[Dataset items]

-------------------------

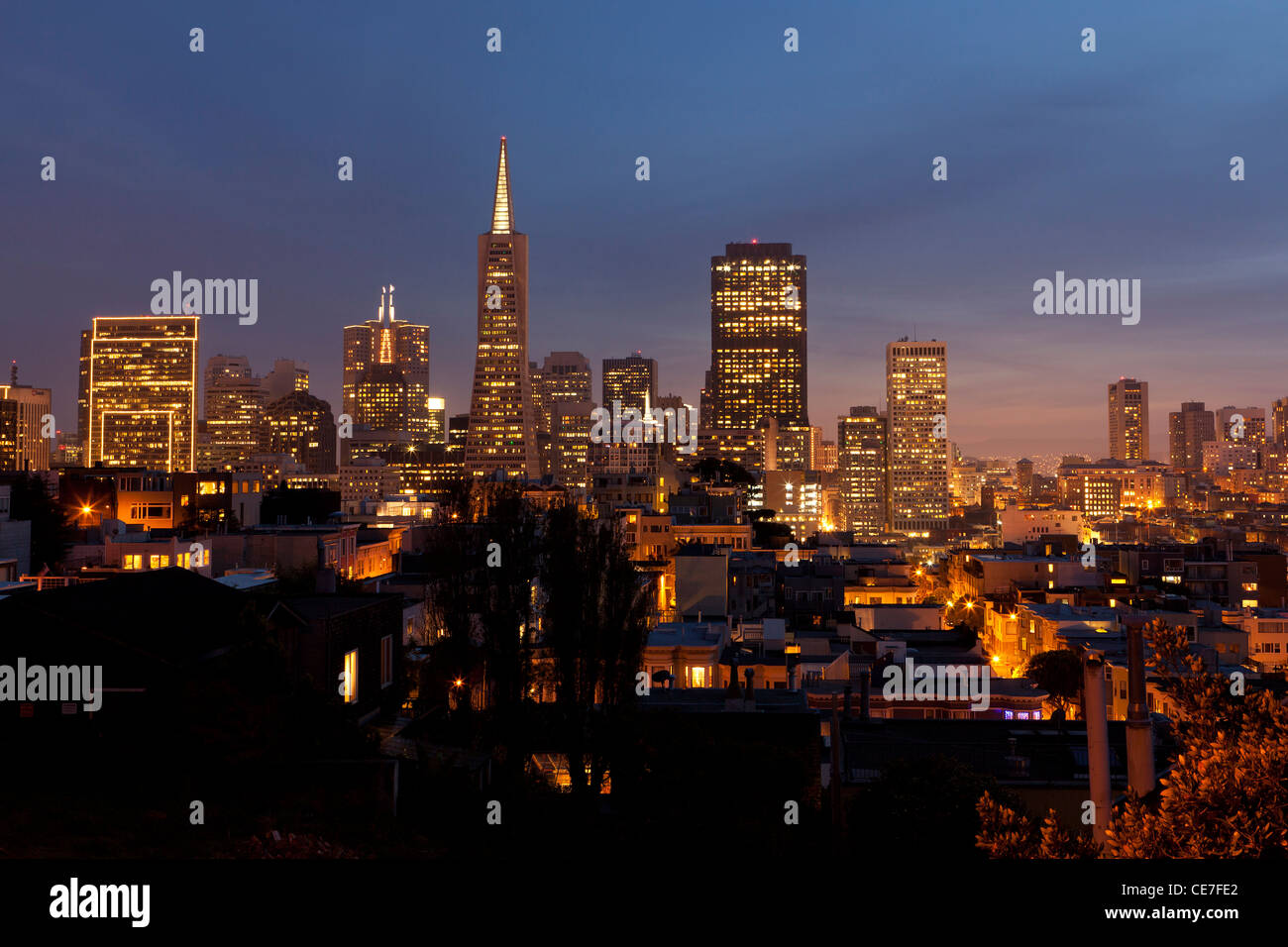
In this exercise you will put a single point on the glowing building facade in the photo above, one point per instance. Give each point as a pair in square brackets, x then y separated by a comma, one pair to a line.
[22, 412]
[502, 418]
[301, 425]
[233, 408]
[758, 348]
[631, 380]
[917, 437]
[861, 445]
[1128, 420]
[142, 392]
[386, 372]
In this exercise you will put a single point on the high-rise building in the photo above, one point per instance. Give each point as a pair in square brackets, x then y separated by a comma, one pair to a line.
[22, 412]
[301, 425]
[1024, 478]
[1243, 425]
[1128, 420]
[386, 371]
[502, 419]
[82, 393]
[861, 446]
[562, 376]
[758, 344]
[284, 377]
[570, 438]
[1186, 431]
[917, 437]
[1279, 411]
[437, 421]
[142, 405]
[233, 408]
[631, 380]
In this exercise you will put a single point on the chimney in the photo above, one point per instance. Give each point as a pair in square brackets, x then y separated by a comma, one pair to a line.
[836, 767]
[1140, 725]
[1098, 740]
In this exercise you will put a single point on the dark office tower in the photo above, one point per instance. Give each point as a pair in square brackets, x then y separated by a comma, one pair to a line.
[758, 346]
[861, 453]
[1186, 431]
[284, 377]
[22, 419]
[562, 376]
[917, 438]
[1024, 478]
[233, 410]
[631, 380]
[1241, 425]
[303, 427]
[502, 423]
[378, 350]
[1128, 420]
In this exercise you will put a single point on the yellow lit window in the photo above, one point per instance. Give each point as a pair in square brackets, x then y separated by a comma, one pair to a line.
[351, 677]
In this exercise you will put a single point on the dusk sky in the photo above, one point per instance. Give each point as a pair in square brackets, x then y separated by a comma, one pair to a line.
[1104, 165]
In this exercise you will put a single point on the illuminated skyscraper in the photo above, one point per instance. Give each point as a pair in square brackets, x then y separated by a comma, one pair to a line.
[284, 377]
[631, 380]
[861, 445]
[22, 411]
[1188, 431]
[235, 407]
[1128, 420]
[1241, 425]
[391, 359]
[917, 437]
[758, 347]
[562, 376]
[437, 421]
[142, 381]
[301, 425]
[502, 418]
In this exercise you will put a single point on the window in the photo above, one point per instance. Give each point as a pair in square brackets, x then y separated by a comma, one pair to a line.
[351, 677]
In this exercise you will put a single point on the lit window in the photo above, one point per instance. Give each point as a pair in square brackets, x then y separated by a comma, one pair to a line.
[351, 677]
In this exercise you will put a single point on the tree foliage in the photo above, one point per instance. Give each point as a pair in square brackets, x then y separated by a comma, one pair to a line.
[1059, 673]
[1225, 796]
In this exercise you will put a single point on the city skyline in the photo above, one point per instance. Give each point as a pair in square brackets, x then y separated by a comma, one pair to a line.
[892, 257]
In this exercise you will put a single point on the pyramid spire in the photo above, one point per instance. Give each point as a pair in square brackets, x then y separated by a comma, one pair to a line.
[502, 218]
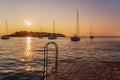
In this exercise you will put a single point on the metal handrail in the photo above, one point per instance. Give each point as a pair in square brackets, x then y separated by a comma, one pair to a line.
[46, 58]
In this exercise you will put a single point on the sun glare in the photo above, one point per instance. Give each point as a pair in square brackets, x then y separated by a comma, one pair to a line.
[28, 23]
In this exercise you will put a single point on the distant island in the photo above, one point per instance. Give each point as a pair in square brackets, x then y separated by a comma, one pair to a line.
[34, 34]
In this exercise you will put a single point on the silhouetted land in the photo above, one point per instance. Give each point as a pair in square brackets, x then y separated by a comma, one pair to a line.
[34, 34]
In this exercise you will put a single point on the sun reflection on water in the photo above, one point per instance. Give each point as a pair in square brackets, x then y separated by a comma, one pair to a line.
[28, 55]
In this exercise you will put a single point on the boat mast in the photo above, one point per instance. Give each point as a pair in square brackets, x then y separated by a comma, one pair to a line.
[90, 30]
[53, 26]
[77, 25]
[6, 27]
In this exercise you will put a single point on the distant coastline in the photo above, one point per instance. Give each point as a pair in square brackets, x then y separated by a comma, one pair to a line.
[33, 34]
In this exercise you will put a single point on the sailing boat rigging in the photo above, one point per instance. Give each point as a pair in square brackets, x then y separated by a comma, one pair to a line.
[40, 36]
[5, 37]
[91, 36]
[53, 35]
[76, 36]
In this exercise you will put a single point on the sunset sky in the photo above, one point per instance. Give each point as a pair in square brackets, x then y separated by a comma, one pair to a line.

-------------------------

▶ _TASK BRIEF_: Only text belongs in the copy: repeat each line of the data exactly and leave out the pictures.

▶ _TASK RESPONSE_:
In this exercise you will put a single point on the glowing building facade in the photo above, one point per instance. Give each point as a pair in square brackets, x then y separated by a comma, one pair to a line.
[22, 412]
[502, 418]
[301, 425]
[233, 408]
[758, 348]
[631, 380]
[917, 437]
[861, 445]
[1128, 420]
[142, 392]
[386, 372]
In this exercise you will put a single point on the high-rise building in the photo above, one point per instance. Give each point as a pair in square brackets, x then y separated by a comma, one pair to a line.
[22, 412]
[301, 425]
[1024, 478]
[1243, 425]
[1128, 420]
[386, 371]
[502, 419]
[82, 393]
[861, 446]
[562, 376]
[758, 344]
[284, 377]
[570, 438]
[1186, 431]
[917, 437]
[1279, 411]
[437, 421]
[142, 405]
[233, 408]
[631, 380]
In this exercise you will put a single point on the chimney in the photo above, one point per instance. Give each point as a pair in square brackets, x then y separated by a comma, one pair to a line.
[836, 767]
[1140, 725]
[1098, 740]
In this exercise you will put a single point on the dark office tower in the photo above, one point per instance. Give each point as a pair in square brackets, x then y separated by a comma, one pair to a line.
[758, 346]
[861, 453]
[1186, 431]
[284, 377]
[22, 419]
[562, 376]
[917, 438]
[1024, 478]
[233, 410]
[631, 380]
[1241, 425]
[303, 427]
[502, 423]
[378, 350]
[1128, 420]
In this exercise you will put a single point on the yellow lit window in the photo above, one point per instance. Give each point as a pair in square brackets, x then y separated by a comma, one pair to a line.
[351, 677]
In this exercise you will put a single point on the dusk sky in the photo above, one point per instance. Give each point as a pair in square brackets, x then y separated by a comma, one pair to a line.
[1104, 165]
In this exercise you will put a single point on the illuminated skyscraper in the photo above, one point per instance. Give each point as a pair in square brackets, x then y separated by a comma, one pair to a line.
[284, 377]
[631, 380]
[861, 445]
[22, 411]
[1188, 431]
[235, 407]
[1128, 420]
[1241, 425]
[391, 359]
[917, 437]
[758, 347]
[562, 376]
[437, 421]
[142, 381]
[301, 425]
[502, 418]
In this exercise you will put a single point on the window in the photo above, one point per instance. Give each point as a pair in square brackets, x then y separated by a comma, one pair to a line.
[351, 677]
In this exercise you will put a single point on the lit window in the photo above, one point per instance. Give each point as a pair in square brackets, x then y separated by a comma, one pair to a line.
[351, 677]
In this exercise you will put a single point on the tree foliage in the photo above, one point per instance. Give each point as a pair in square brackets, x then y separated by a comma, one pair to a line.
[1059, 673]
[1225, 796]
In this exercise you will put a single point on the city skyline in the photo above, one point per instance. Give each point as a pair in square brackets, x then y separated by a comma, one pair to a line.
[892, 257]
In this exercise you will put a single point on the pyramid spire in the photo above, one point per instance. Give each point as a pair in square brackets, x then y separated by a comma, one pair to a line.
[502, 218]
In this exercise you will put a single point on the metal handrail in the photo above, one point per instance. Give each point as a pair in square brackets, x then y separated by a comma, one pair to a line.
[46, 58]
In this exercise you will put a single point on the sun glare in the photo above, one point per instance. Give each point as a pair in square brackets, x then y separated by a comma, one pair to a line.
[28, 23]
In this exercise you will put a single point on the distant island in the photo above, one point per instance. Give each point as a pair in square brackets, x then y separated by a comma, one pair to a line.
[34, 34]
In this exercise you will put a single point on the silhouetted land in the photo above, one point per instance. Give each point as a pair in square brackets, x then y separated by a comma, one pair to a line.
[34, 34]
In this exercise you will put a single point on the sun reflection on water in the photo above, one point per instance. Give each point as a pair in square brackets, x then y separated by a comma, one pair to a line.
[28, 55]
In this exercise you will put a single point on the boat mast in the photo above, one point per instance. Give each point as a pair in square brackets, x then y separated by a comma, one pair to a line.
[90, 30]
[53, 26]
[77, 25]
[6, 27]
In this exercise you will put a single point on the distant coastline in the photo above, one point per instance. Give each point as a pair in square brackets, x then y separated by a comma, one pair to a line.
[33, 34]
In this exercise you will put a single point on the sailing boat rigging in the photo above, one point per instance. Give each point as a pair in square brackets, x then y separated by a comma, one pair to a line.
[40, 36]
[5, 37]
[91, 36]
[53, 35]
[76, 36]
In this exercise you will put a single point on the sunset sky in the photo above, one point per instance. Give each point as a pair in square brackets, x then y separated by a comma, one pair to a line.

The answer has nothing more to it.